— CHECK YOUR UNDERSTANDING —
a. According to the comment thread, who is the ideal starfleet captain?
b. Quote the comment thread between "But this is" and "ideal starfleet captain.", inclusive.

— GIVEN PASSAGE —
Ann April 12, 2010 at 7:01 pm

Good mixture of the funny and tragic in all of that! People are really thinking that ‘arresting the Pope’ is going to happen? There have been riots in London before, over religious matters, and if England does that in the face of not only the observant there, but in regards to other countries like Italy (and especially?) Ireland?

I’d say that skeptics should certainly, if they consider themselves atheists and socially-concerned as well, be quite worried about the record of the Catholic church and their abuses, let alone other abuses being committed world-wide. But to say it’s a ‘skeptic thing’ is a little too ‘let’s make “skeptic” be my hobby-horse for everything and run the risk of the term being conflated once again with other things, like Global Warming Denialists”.

badrescher April 13, 2010 at 12:53 am

Thanks for the shout out, Kylie!

But this is bittersweet as I have discovered that you, my dear, have gone off the deep end. James T. Kirk is, was, and will always be, the ideal starfleet captain.

— DATA PROVIDED —
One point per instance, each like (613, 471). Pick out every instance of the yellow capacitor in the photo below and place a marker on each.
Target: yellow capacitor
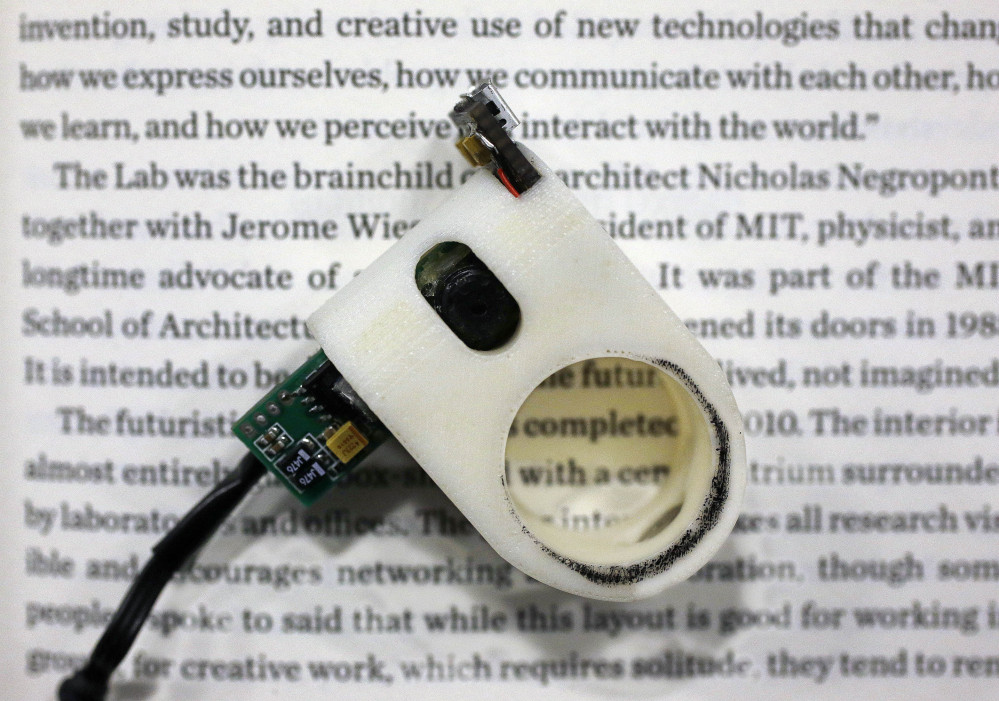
(346, 442)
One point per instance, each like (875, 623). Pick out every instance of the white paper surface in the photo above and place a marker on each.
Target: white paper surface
(828, 229)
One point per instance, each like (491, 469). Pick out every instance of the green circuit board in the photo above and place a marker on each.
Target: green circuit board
(312, 429)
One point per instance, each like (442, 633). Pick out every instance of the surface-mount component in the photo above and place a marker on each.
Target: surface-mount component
(292, 429)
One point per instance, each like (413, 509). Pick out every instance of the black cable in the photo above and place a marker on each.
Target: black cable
(90, 682)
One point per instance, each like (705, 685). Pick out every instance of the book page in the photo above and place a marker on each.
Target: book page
(811, 188)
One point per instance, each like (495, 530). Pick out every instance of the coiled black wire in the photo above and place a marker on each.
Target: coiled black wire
(90, 682)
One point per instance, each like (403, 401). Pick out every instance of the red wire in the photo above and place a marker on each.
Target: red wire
(506, 181)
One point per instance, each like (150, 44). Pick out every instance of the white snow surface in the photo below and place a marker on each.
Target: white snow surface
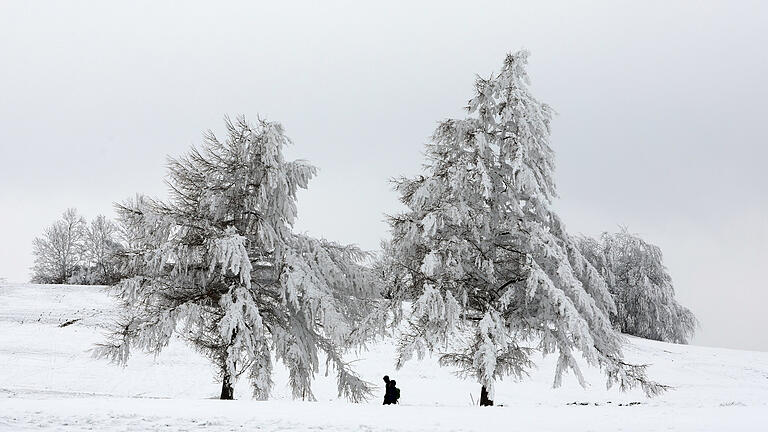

— SOLUTIONS TO THE EXERCISE —
a. James T. Kirk

b.
But this is bittersweet as I have discovered that you, my dear, have gone off the deep end. James T. Kirk is, was, and will always be, the ideal starfleet captain.